Exactly reproduce the line containing "Target: string of fairy lights" and all later lines to the end of the entries, leaving the pictures out of your copy.

━━━━━ DATA EXTRACT ━━━━━

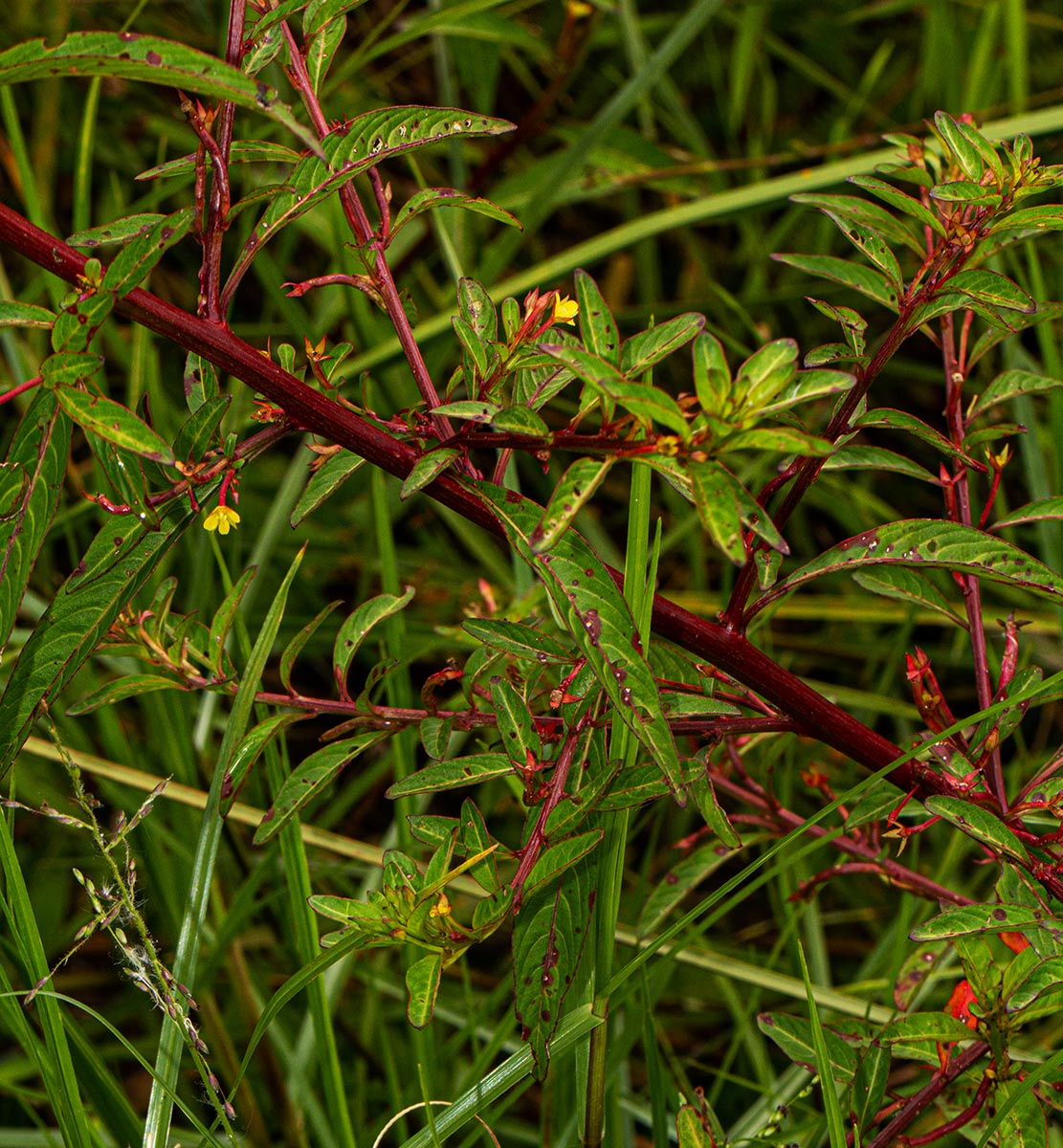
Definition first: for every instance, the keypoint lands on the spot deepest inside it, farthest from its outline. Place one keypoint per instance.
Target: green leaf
(673, 887)
(520, 420)
(131, 267)
(453, 774)
(969, 159)
(593, 612)
(931, 543)
(131, 686)
(325, 482)
(423, 982)
(432, 198)
(901, 420)
(357, 626)
(808, 386)
(24, 315)
(897, 199)
(845, 210)
(641, 400)
(517, 638)
(1009, 385)
(597, 326)
(33, 481)
(558, 859)
(516, 723)
(723, 505)
(793, 1037)
(1040, 510)
(978, 918)
(149, 58)
(853, 457)
(569, 497)
(116, 565)
(248, 752)
(992, 290)
(648, 348)
(549, 936)
(311, 778)
(867, 280)
(877, 251)
(427, 469)
(356, 146)
(712, 376)
(115, 423)
(980, 824)
(1047, 217)
(223, 621)
(937, 1027)
(907, 585)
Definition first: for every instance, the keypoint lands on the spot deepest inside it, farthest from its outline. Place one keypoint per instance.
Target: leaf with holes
(354, 630)
(597, 325)
(549, 936)
(930, 542)
(311, 778)
(593, 612)
(150, 58)
(356, 146)
(432, 198)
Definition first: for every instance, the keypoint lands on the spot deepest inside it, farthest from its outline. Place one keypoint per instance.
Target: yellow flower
(565, 309)
(222, 519)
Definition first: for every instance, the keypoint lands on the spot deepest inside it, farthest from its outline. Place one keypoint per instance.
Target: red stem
(719, 646)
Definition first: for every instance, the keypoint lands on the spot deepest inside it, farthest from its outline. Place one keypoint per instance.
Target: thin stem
(969, 585)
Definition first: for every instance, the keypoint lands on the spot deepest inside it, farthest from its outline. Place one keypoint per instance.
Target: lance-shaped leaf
(355, 147)
(24, 315)
(648, 348)
(325, 482)
(35, 465)
(992, 291)
(423, 982)
(1041, 510)
(431, 198)
(151, 60)
(597, 326)
(642, 401)
(978, 918)
(517, 638)
(115, 423)
(1009, 385)
(869, 281)
(593, 612)
(793, 1036)
(354, 630)
(844, 210)
(930, 543)
(549, 935)
(980, 824)
(310, 778)
(116, 565)
(897, 199)
(453, 774)
(906, 585)
(569, 497)
(901, 420)
(724, 505)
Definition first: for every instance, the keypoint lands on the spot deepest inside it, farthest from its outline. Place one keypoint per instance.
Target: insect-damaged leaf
(363, 143)
(549, 935)
(931, 543)
(150, 58)
(598, 619)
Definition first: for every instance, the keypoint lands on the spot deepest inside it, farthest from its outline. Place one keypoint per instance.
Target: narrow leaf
(931, 543)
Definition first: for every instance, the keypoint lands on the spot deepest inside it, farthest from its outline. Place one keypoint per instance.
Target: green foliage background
(659, 146)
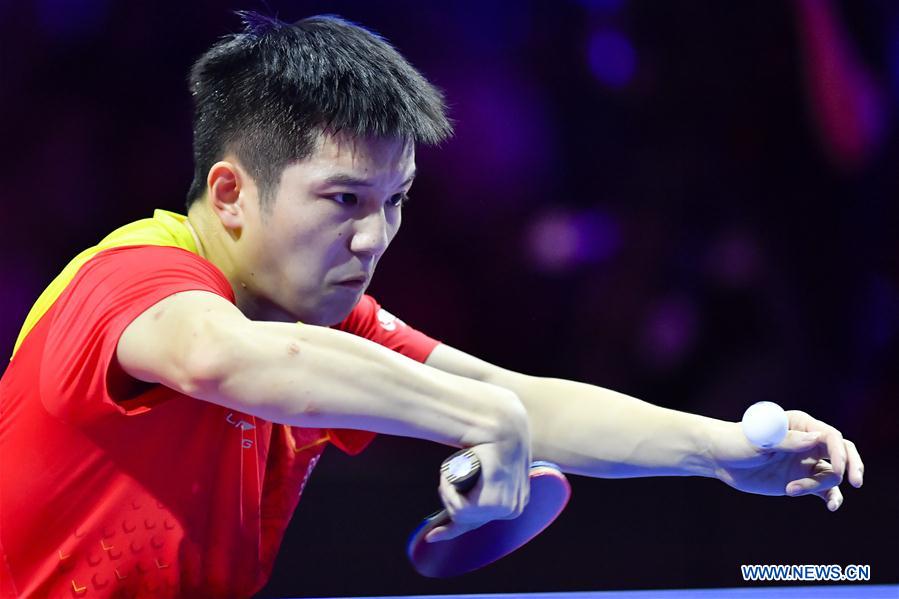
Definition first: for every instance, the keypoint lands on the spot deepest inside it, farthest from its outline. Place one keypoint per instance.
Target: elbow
(211, 356)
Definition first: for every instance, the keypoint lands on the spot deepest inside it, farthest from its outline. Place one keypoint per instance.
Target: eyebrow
(351, 181)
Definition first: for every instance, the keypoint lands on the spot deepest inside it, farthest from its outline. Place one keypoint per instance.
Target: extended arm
(597, 432)
(302, 375)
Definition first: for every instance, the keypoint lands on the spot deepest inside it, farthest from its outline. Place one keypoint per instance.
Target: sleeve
(78, 370)
(369, 320)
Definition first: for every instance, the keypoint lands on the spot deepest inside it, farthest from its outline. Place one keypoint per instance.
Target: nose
(370, 235)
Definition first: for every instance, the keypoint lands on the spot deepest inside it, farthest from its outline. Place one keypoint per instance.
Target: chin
(330, 314)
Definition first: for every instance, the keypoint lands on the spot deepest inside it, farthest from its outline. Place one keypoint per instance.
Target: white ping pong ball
(765, 424)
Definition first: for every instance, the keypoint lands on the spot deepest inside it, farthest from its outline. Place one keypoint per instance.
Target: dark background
(690, 202)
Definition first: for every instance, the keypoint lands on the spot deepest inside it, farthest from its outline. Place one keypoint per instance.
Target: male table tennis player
(172, 389)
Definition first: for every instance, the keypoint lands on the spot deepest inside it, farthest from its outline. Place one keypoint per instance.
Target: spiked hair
(266, 93)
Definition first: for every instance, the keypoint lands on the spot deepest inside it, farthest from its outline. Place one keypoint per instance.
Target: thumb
(798, 441)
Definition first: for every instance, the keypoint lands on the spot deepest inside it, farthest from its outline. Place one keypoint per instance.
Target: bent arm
(302, 375)
(594, 431)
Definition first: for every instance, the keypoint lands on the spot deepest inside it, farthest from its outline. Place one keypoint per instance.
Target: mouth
(354, 283)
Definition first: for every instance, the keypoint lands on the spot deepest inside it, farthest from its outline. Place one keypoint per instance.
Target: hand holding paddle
(549, 493)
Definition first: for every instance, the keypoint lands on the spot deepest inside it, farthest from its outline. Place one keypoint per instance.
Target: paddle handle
(462, 469)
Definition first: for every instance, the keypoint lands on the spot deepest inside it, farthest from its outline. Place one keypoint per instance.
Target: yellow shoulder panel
(164, 229)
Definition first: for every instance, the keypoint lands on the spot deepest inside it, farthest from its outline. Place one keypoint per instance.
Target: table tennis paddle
(476, 548)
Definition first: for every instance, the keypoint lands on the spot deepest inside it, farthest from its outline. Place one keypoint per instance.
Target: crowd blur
(692, 202)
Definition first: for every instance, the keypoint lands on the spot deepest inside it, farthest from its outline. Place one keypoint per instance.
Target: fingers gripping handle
(462, 469)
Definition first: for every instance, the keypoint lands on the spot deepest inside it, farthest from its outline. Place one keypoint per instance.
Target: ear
(225, 181)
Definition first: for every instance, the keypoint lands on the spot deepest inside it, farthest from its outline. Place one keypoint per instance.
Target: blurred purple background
(691, 202)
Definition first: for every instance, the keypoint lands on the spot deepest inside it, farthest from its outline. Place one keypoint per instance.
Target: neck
(217, 245)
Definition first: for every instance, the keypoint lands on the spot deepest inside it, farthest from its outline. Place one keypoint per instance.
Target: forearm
(598, 432)
(311, 376)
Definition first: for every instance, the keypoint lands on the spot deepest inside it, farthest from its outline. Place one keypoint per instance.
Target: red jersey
(113, 487)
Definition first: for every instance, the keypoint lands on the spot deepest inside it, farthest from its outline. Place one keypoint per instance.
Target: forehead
(371, 158)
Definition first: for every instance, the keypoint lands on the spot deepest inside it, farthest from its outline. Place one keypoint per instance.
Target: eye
(399, 199)
(347, 199)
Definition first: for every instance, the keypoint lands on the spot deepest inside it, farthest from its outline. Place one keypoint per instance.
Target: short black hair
(267, 92)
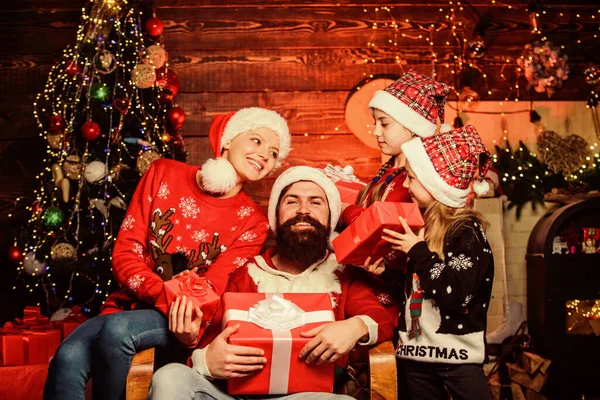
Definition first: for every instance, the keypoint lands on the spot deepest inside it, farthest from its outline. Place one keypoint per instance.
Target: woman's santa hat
(304, 173)
(218, 175)
(415, 101)
(447, 162)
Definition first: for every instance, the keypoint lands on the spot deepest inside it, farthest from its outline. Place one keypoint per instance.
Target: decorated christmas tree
(106, 113)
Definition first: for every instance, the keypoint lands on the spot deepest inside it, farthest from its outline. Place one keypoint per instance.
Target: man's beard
(306, 246)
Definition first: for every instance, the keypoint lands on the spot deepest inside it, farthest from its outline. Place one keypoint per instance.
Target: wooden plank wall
(300, 58)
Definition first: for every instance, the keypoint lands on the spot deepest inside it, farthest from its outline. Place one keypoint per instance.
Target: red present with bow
(194, 288)
(362, 238)
(345, 181)
(273, 323)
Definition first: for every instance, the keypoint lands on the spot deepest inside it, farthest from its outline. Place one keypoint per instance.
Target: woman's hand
(376, 268)
(332, 341)
(403, 241)
(184, 327)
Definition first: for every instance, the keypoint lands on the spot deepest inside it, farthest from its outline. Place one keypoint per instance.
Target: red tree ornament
(90, 130)
(15, 254)
(154, 26)
(72, 69)
(176, 116)
(56, 124)
(168, 81)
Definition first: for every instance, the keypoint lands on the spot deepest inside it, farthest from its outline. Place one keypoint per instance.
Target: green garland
(525, 178)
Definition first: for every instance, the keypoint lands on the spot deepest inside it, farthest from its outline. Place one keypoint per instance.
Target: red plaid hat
(415, 101)
(447, 162)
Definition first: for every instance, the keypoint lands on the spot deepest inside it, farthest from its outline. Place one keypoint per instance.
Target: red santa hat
(304, 173)
(447, 162)
(218, 175)
(415, 101)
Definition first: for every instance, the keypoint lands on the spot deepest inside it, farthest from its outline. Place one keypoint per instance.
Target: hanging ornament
(32, 266)
(593, 106)
(154, 55)
(55, 140)
(63, 252)
(73, 68)
(36, 207)
(104, 62)
(122, 105)
(168, 81)
(52, 217)
(476, 47)
(145, 159)
(72, 166)
(165, 137)
(90, 130)
(143, 76)
(176, 116)
(15, 254)
(592, 74)
(99, 91)
(534, 17)
(154, 26)
(468, 99)
(56, 123)
(95, 172)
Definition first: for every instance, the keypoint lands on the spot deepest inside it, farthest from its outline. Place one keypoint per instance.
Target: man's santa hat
(304, 173)
(414, 101)
(218, 175)
(447, 162)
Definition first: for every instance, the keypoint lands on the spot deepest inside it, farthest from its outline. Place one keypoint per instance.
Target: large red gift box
(362, 238)
(346, 183)
(195, 288)
(273, 322)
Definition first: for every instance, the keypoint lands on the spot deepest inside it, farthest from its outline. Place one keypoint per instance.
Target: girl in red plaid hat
(410, 106)
(446, 289)
(181, 216)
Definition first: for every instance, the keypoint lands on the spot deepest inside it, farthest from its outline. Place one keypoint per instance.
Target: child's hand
(376, 268)
(403, 241)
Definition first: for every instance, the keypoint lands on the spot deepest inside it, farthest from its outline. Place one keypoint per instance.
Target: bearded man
(304, 208)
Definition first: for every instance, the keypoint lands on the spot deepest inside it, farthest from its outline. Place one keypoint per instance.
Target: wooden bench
(382, 373)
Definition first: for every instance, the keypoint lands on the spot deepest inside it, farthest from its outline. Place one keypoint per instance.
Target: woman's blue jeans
(102, 348)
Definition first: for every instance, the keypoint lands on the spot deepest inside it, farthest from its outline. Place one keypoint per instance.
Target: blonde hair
(442, 222)
(379, 185)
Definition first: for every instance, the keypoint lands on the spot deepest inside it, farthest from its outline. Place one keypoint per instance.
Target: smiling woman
(180, 217)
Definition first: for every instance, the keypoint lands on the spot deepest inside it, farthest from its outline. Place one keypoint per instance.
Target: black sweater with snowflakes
(452, 308)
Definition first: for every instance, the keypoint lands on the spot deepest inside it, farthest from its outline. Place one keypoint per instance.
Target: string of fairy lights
(117, 54)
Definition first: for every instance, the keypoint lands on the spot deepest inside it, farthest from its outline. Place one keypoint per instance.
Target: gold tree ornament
(562, 155)
(145, 159)
(72, 166)
(63, 252)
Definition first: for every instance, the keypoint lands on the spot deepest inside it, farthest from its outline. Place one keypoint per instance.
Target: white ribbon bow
(337, 173)
(277, 313)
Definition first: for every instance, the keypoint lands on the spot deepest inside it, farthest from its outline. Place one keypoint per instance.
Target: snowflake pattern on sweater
(458, 288)
(169, 214)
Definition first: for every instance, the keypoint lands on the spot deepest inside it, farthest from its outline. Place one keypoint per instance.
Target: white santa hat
(304, 173)
(218, 175)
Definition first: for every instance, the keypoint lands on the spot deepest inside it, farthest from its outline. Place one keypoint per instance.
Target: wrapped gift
(347, 184)
(273, 323)
(195, 288)
(71, 322)
(362, 238)
(12, 349)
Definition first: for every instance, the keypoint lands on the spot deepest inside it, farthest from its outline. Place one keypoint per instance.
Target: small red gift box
(273, 323)
(347, 184)
(362, 238)
(195, 288)
(12, 349)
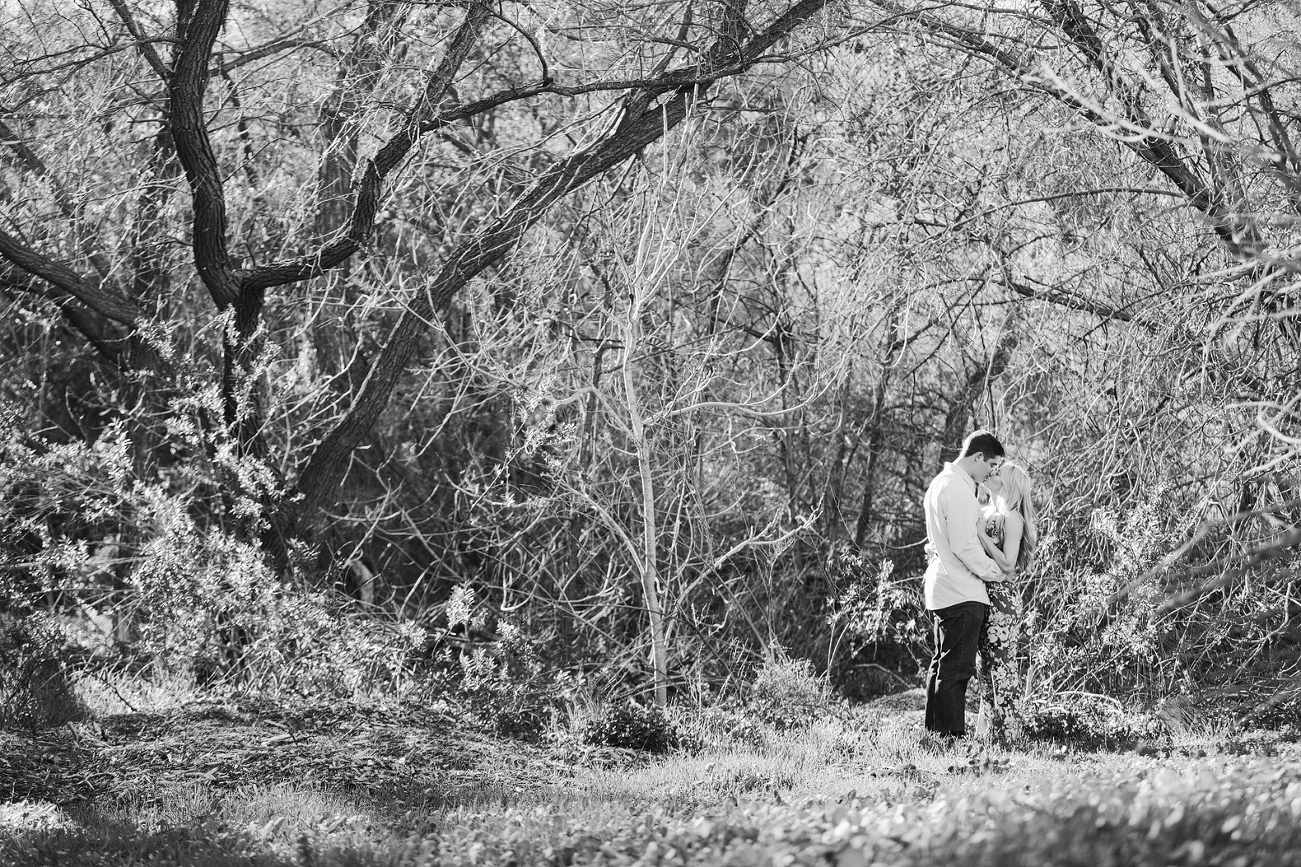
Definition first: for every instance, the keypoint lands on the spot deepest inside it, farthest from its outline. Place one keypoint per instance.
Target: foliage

━━━━━

● ANSWER TO THIS TASK
Target: string of fairy lights
(117, 54)
Definition first: for every instance, the keypoint lands on the spot deepest inside it, farthest from its outline. Place one keypoint per instance.
Target: gold tree ornament
(562, 155)
(145, 159)
(72, 166)
(63, 252)
Definition first: for every instance, the keypoint lands on the spot deepest inside it, farthest from its outline. Place one keypoint per instance.
Target: white ribbon bow
(337, 173)
(277, 313)
Definition first: for every instance, the keypoint lands on the spot deepest inside it, farthest from its outline. Place one keypoint per instance.
Target: snowflake pattern on sweater
(458, 288)
(169, 214)
Definition first: for every instance, the keypoint lands on the spot deepest inside it, farthest from its outline. Place one keypoint per instance.
Target: white santa hat
(304, 173)
(218, 175)
Definition first: for every instance, the keypoint lands on the spot deepest inside it, farthest from its outline. Place one keypoint per instance.
Target: wrapped gift
(347, 184)
(273, 323)
(195, 288)
(71, 322)
(362, 238)
(12, 349)
Definition first: for every instance, the keypoint lands on the spot deepest inside it, farthest from its outline. Place one keypoint per instance.
Target: small red gift box
(273, 323)
(347, 184)
(362, 238)
(195, 288)
(12, 349)
Definition first: for every instance, the keypoint lands on the spot deepest inside it, farthest from its outline. Place one keypoint per instance.
Target: foliage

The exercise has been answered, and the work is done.